Quoted passage =
* begin *

This really should not need to be said, but the following post contains SPOILERS for Candyman — both the 1992 original film and the 2021 sequel.

The whole mythology of Candyman is built around saying the title character’s name. Repeat it five times in front of a mirror and he materializes, hook in hand (or hook as hand, really) to slay his victims. But the final scenes of Nia DaCosta’s new Candyman may leave you repeating another phrase:

“Wait, what?”

Those final scenes draw upon the original Candyman film directed by Bernard Rose (itself inspired by a Clive Barker story called “The Forbidden”) so it helps to have seen or rewatched the original film before you dive into the new one. If not, here are the basics you need to know.

The first Candyman is about a grad student named Helen Lyle (Virginia Madsen) who’s researching a thesis on urban legends. From one of the custodians who works at her school, she hears about the Candyman, a murderer who supposedly stalks the residents of Chicago’s Cabrini-Green housing project. She eventually learns the origin of this figure: He is the son of a freed slave from the late 1800s who painted portraits for white families. When he fell in love with and impregnated one of his white subjects, a mob brutally murdered him by cutting off his arm, smearing him with honeycomb, and letting bees sting him to death.

* end *

Please continue the Candyman article from the point where it stops. The records that come next have nothing to do with this.

Data extract =
* begin *

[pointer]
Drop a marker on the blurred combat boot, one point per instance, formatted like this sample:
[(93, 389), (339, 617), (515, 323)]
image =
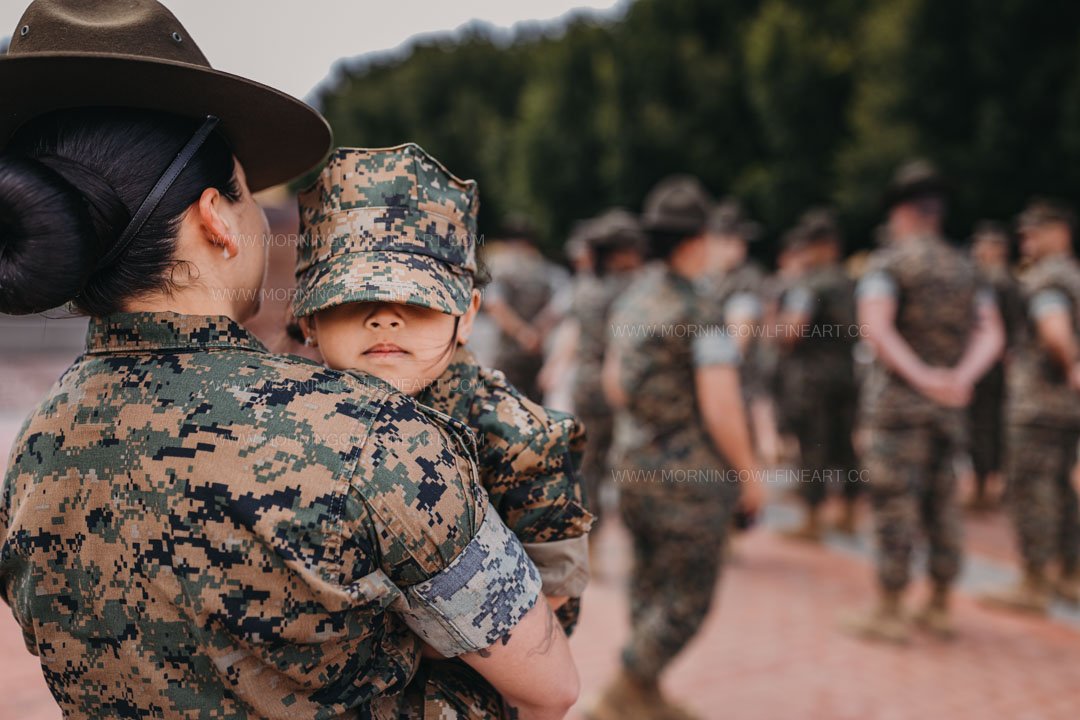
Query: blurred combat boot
[(810, 531), (624, 698), (848, 522), (1030, 595), (886, 623), (1067, 586), (934, 617)]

* end *

Written reply =
While investigating the legend, Helen gets attacked by a man claiming to be Candyman. Soon after, the man is arrested, but Helen begins seeing visions of the “real” Candyman (played by Tony Todd). She blacks out and then awakens in pools of blood with no memory of how she got there or what violence has occurred. Later, Candyman claims that Helen’s actions have made people lose faith in his legend, and thus he’s returned to kill more people to perpetuate his story.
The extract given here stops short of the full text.